### TASKS FOR THIS EXERCISE:
**a.** Answer each question from the cabinet door article.
(i) What are the two main types of cabinet doors?
(ii) What is the most popular material for open panels?
(iii) What is the most widely recognized style of recessed-panel cabinet doors?
**b.** Reproduce the stretch of the cabinet door article from "Cabinet Door Designs: Open" through "in larger kitchens." without any changes.

[Start of GIVEN TEXT]

There are many decisions that go into a kitchen renovation—it can be hard knowing where to start! Selecting cabinets is one of the most important decisions you will make. They not only affect the overall design aesthetic of your space; but also your budget. It is important to understand the types of doors available, as they’re the focal point of the actual cabinets. Here, Sweeten, a free renovation platform that matches homeowners with licensed general contractors and tracks their projects, breaks down the most common types of cabinet doors, plus the different kitchen cabinet door designs being used in kitchen renovations today.


Before we get into the different kitchen cabinet door designs, let’s review the types of doors. There are two main types of cabinet doors: inset and overlay. These are also called “partial” and “full”.

  • An inset door is typically more expensive than overlay varieties, and has doors and drawers that sit flush inside the face frame. This design has been around for many years and is often associated with Shaker and Mission styles.
  • A full-overlay door is one that almost completely covers the cabinet face and leaves only a short portion of the frame exposed. This creates a uniform look found in contemporary cabinetry. Because of the extra material needed to cover the face, these doors usually cost more than the less expensive partial-overlay. A partial overlay door is exactly what it sounds like—it partially covers the cabinet face, leaving between a one- to two-inch frame. Smaller apartments or starter homes often feature this type of design. 


Cabinet Door Designs: Open Panel


An open panel simply means that the door itself has no center panel, which can be filled with any material. The most popular material for open panels is glass and mullions. In the photos above, we see how Sweeten renovators have incorporated open-panels with glass fronts into their kitchens. There are many reasons to add glass-door fronts into cabinet designs. For example, glass-door fronts can be used to break up the monotony of multiple cabinets of the same material in larger kitchens.

Renovators have used open panel cabinets to display family keepsakes and/or beautiful glasses and dishes. They also provide an added depth to make smaller spaces appear larger. Or, they can just be a nice compromise between fully-closed cabinets and open-shelving. For one Sweeten renovator, they decided to install cabinets top and bottom with glass fronts, displaying their favorite cookbooks, wine collection, and larger culinary gear.

Cabinet Door Designs: Raised Panels


First, what is a raised-panel cabinet door? It is a door that is made of a frame with a panel in the middle that is “raised” to be flush with the frame itself. These tend to be more traditional in style and have a high level of detail that can be intricate. They draw the eye in, adding depth and interest to the cabinet design.

For one Sweeten renovator, replacing the cabinets didn’t fit in with their budget (they were also tackling other rooms in their home as well as the kitchen) so they opted to refinish their country-style cabinets with a more updated gray hue, keeping the look of the raised panel doors. Other Sweeten renovators specifically chose raised-panel cabinet doors to match their colonial-style home in Brooklyn. They ordered them in a gray-blue color and paired with brushed-gold accents to make their kitchen feel modern yet warm.

Cabinet Door Designs: Recessed Panels


Recessed panel doors are known for their streamlined look and lack of decoration. The most widely recognized style of recessed-panel cabinet doors are Shaker-style cabinets. The style dates back over 200 years when the Shaker community flourished on the East Coast. The Shakers were known for growing their own food, making their own tools, and crafting their own furniture. This is how the Shaker door originated. Although Shaker cabinet door history goes back hundreds of years, it is considered a more contemporary option in kitchen design. They are good at blending into many different styles of kitchens—from contemporary to traditional to transitional.

[End of GIVEN TEXT]
[Start of PROVIDED MATERIAL]

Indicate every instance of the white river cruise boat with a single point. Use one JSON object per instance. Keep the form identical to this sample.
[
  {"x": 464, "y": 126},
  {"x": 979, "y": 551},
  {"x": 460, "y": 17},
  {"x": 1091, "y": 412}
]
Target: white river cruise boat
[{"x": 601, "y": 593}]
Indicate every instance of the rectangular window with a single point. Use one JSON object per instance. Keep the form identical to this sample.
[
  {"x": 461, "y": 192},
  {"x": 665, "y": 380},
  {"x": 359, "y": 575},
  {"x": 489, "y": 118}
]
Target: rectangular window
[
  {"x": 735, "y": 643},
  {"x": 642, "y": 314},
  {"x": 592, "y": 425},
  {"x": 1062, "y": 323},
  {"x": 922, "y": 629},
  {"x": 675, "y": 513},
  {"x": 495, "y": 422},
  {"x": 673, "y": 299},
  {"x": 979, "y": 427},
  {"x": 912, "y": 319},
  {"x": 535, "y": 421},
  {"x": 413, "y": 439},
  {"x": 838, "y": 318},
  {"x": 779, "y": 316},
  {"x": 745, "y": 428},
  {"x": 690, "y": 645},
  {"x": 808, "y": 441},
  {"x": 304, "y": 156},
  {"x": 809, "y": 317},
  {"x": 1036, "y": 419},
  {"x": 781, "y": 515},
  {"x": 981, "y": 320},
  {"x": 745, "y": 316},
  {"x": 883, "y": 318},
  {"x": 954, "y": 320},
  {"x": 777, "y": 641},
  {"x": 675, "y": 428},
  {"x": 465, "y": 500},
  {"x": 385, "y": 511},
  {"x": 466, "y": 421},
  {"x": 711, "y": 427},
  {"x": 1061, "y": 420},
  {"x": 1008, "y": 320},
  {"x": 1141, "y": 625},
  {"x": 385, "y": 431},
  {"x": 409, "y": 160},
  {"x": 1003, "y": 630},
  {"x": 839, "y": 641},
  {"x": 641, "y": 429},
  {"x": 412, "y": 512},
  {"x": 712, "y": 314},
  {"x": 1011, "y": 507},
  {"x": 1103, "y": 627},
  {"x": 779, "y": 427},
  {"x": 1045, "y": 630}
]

[End of PROVIDED MATERIAL]
[Start of PROVIDED MATERIAL]

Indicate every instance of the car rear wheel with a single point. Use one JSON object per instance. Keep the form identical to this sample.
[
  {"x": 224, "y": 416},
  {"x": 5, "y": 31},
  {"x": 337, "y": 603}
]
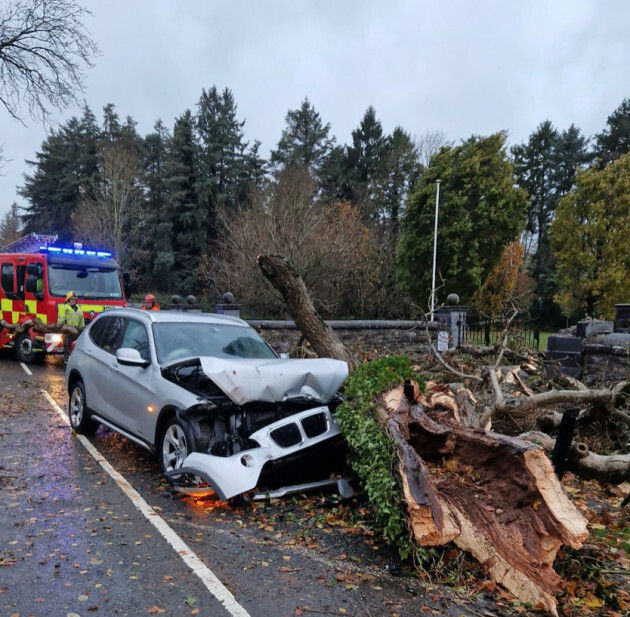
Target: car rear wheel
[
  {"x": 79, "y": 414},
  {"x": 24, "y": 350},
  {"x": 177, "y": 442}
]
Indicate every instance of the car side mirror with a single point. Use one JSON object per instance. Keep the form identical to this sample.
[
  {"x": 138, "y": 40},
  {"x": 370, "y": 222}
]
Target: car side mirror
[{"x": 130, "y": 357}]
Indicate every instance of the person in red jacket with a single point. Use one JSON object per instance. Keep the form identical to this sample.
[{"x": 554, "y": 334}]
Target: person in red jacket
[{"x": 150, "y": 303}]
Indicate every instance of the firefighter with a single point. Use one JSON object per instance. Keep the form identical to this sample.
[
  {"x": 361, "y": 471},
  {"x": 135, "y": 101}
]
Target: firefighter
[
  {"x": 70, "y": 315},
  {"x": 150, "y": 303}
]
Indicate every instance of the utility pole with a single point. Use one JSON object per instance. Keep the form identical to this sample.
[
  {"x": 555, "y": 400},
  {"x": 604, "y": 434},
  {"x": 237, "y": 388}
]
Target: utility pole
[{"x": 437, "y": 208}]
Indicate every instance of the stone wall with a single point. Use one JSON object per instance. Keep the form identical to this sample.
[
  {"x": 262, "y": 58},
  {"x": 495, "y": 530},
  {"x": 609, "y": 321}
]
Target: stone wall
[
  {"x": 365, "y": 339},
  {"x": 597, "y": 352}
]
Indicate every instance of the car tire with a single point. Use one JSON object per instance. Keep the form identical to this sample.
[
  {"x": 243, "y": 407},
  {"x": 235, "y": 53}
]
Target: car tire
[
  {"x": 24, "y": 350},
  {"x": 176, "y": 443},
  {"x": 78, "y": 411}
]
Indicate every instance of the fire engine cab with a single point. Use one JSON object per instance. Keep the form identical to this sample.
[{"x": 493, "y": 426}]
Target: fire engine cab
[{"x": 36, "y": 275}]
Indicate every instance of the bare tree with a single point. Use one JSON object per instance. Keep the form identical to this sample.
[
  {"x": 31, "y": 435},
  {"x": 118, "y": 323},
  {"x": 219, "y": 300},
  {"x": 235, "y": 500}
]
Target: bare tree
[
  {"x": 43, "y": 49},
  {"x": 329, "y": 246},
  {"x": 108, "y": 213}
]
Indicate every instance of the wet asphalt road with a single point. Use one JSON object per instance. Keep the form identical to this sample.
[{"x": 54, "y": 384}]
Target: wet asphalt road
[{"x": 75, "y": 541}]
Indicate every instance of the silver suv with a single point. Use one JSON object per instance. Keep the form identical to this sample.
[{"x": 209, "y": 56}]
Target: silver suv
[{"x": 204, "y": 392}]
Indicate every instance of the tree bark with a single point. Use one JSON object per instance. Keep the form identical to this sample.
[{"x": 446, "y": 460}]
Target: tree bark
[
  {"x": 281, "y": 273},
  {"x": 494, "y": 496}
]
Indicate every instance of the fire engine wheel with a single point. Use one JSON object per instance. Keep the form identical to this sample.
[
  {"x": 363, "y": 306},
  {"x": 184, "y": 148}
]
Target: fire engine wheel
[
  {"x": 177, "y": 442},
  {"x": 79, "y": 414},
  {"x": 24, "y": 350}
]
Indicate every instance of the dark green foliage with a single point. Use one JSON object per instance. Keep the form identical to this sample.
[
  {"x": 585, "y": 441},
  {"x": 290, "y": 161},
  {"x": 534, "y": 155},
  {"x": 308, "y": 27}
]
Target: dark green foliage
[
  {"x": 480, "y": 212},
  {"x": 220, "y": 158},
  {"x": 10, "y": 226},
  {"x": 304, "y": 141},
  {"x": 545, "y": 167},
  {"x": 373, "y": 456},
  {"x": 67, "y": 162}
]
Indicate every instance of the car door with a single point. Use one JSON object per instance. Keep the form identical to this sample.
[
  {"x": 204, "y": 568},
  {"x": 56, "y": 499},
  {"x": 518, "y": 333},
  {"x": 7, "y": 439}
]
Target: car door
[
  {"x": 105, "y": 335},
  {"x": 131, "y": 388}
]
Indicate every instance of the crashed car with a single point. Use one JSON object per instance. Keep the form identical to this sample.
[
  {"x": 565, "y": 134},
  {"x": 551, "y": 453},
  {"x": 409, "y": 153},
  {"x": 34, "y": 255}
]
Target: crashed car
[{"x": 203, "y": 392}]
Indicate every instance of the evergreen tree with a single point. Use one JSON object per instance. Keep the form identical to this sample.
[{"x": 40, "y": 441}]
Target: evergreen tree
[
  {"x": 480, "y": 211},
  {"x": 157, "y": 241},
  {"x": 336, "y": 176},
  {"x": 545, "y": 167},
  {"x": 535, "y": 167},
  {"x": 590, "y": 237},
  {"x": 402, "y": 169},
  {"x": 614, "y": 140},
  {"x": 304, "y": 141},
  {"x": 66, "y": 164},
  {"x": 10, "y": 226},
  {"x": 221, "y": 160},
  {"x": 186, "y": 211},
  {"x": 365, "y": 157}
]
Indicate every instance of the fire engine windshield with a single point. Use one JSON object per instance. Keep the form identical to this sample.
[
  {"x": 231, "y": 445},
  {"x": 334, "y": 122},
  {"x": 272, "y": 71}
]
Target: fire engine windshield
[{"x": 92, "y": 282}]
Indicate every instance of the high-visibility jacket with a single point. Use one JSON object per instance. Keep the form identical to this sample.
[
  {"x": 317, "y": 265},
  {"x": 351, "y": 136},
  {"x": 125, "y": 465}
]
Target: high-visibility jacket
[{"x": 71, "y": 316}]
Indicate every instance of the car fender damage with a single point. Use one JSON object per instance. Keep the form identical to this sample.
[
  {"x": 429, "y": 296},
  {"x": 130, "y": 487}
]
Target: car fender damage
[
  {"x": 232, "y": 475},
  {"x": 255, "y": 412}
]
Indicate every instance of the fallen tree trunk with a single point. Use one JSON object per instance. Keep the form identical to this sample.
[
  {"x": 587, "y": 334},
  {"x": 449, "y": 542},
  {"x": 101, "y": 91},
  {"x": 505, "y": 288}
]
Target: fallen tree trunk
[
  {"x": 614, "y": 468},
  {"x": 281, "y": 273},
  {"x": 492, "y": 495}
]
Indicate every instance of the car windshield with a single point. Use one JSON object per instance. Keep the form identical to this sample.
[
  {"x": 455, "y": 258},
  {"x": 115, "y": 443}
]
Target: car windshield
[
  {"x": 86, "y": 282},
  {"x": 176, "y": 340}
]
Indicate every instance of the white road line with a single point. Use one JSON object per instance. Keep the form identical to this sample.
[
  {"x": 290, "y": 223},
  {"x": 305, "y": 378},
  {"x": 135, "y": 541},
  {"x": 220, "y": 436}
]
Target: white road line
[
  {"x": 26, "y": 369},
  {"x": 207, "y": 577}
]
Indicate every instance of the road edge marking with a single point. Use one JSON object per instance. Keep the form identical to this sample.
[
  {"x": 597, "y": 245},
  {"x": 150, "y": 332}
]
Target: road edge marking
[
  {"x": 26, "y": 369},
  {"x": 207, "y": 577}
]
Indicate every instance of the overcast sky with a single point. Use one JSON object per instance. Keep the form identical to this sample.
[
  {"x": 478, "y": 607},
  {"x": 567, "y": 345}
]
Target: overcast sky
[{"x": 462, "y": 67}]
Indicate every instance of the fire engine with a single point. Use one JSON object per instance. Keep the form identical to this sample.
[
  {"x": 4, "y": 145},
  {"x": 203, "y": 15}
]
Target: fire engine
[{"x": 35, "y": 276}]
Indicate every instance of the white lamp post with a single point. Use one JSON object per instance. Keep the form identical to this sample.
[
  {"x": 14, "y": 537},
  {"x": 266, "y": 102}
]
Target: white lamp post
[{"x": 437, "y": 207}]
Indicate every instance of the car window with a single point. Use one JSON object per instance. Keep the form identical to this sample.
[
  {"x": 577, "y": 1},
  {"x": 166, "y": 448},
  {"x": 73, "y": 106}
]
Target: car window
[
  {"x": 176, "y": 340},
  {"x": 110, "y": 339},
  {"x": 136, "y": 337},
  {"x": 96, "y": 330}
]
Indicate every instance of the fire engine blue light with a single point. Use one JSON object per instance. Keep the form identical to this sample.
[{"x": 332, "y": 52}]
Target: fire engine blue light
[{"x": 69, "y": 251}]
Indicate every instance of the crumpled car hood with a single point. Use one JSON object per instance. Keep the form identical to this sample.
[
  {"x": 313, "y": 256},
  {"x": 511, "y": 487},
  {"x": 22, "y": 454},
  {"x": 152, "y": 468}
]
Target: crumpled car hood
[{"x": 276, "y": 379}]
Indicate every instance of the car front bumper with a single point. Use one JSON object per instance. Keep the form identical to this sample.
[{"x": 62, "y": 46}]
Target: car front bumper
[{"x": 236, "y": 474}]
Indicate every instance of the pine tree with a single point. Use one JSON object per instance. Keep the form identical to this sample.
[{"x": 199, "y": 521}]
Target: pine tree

[End of PROVIDED MATERIAL]
[Start of PROVIDED MATERIAL]

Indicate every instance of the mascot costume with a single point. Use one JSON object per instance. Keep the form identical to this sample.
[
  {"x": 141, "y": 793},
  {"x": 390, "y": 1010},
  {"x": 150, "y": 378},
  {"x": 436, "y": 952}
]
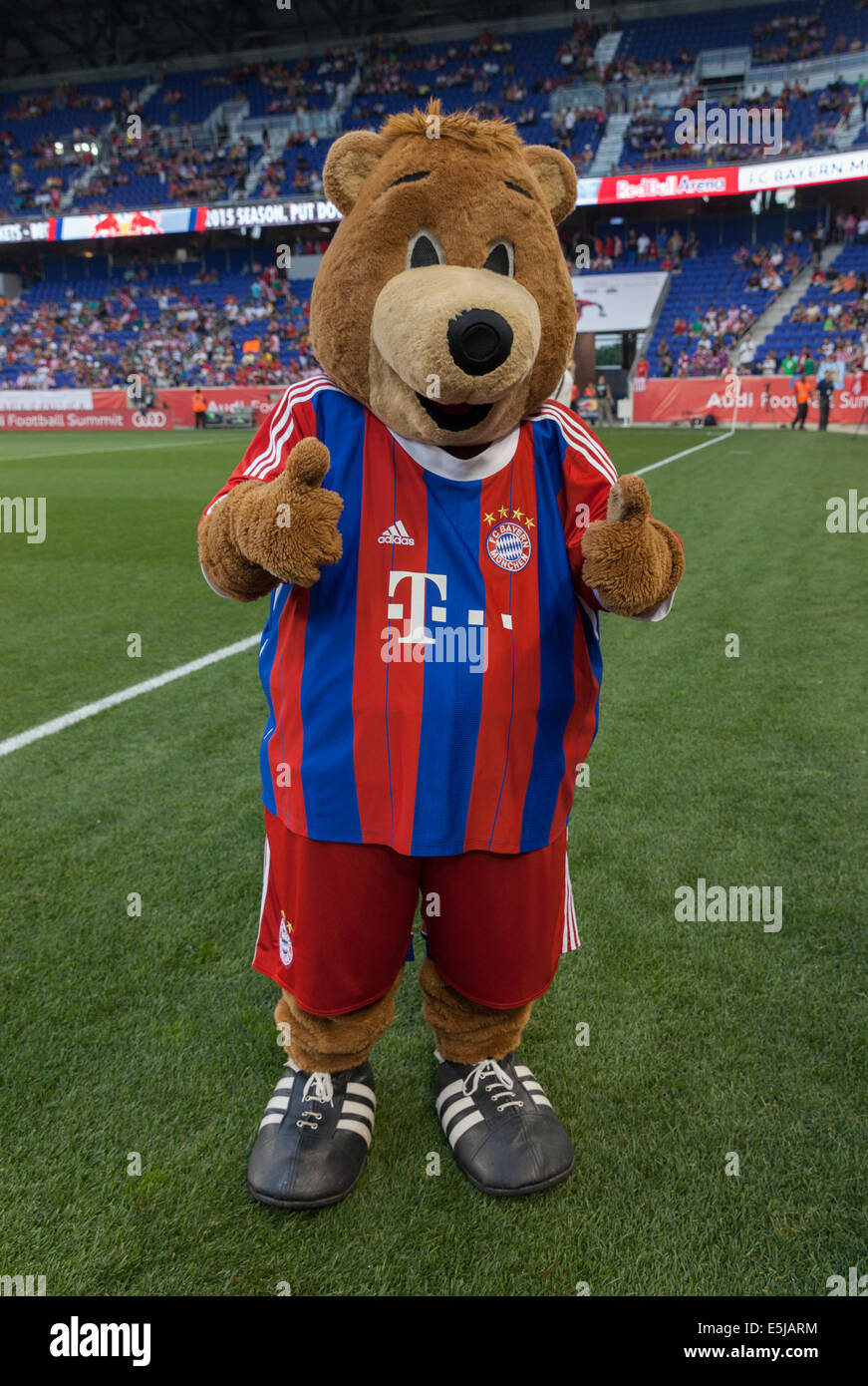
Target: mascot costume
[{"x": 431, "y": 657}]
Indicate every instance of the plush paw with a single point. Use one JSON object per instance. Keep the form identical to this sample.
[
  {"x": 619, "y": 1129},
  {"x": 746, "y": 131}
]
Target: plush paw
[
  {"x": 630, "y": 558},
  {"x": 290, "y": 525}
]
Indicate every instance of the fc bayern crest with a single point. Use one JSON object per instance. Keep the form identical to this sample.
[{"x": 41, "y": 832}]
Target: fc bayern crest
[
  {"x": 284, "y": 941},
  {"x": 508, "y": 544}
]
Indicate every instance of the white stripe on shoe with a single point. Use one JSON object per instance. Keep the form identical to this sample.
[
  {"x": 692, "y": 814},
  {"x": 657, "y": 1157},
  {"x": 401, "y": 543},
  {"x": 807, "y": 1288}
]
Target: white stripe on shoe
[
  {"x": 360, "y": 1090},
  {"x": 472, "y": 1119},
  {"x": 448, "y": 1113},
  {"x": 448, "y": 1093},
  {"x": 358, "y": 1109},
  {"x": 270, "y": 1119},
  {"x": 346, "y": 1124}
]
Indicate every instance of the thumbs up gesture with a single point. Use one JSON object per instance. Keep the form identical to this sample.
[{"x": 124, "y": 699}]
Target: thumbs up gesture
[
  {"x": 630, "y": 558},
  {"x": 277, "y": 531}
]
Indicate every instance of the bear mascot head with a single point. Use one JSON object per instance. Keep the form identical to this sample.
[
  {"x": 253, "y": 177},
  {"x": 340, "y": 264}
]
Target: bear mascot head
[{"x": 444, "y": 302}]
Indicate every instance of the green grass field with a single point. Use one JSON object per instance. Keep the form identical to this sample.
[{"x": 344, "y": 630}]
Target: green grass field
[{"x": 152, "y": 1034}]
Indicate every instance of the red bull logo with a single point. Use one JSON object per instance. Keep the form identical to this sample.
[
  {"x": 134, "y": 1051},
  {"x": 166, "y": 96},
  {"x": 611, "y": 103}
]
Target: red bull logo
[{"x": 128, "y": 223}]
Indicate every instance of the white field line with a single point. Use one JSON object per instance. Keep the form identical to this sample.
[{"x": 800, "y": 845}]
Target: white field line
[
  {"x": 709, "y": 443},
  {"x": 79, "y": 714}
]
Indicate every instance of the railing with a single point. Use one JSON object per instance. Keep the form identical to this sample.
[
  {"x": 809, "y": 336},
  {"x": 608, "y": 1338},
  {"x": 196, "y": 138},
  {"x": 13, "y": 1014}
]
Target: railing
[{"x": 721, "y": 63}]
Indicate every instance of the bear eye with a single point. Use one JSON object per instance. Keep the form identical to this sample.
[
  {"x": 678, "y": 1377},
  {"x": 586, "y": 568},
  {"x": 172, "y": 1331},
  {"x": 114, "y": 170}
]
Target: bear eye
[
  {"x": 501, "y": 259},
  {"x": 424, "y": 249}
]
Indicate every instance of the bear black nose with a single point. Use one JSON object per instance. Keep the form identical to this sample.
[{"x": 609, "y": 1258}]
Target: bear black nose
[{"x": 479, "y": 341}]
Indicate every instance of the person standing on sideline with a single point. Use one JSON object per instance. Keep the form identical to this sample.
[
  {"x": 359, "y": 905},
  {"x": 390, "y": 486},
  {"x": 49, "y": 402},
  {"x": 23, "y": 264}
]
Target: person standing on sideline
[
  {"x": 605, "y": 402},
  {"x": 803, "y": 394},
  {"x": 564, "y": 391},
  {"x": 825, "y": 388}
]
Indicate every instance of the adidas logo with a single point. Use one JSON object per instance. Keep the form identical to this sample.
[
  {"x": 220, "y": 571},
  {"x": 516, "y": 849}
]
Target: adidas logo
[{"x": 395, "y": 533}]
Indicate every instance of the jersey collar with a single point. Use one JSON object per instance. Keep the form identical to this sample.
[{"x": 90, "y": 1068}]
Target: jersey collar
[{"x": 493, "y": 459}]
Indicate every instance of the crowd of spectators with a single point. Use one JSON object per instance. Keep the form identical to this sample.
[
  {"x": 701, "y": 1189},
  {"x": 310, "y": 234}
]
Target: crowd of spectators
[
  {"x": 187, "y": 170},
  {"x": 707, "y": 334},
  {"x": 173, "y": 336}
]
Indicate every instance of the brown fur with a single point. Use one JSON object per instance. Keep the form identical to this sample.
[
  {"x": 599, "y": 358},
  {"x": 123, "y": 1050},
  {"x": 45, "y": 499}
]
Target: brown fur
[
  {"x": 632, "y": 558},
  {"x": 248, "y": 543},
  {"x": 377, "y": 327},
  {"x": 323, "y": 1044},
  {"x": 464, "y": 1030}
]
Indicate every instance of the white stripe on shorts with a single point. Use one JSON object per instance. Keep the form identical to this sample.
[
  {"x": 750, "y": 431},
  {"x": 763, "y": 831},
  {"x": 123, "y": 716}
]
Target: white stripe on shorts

[End of PROVIDED MATERIAL]

### TASK SOLUTIONS:
**a.**
(i) Inset and overlay
(ii) Glass and mullions
(iii) Shaker-style cabinets

**b.**
Cabinet Door Designs: Open Panel


An open panel simply means that the door itself has no center panel, which can be filled with any material. The most popular material for open panels is glass and mullions. In the photos above, we see how Sweeten renovators have incorporated open-panels with glass fronts into their kitchens. There are many reasons to add glass-door fronts into cabinet designs. For example, glass-door fronts can be used to break up the monotony of multiple cabinets of the same material in larger kitchens.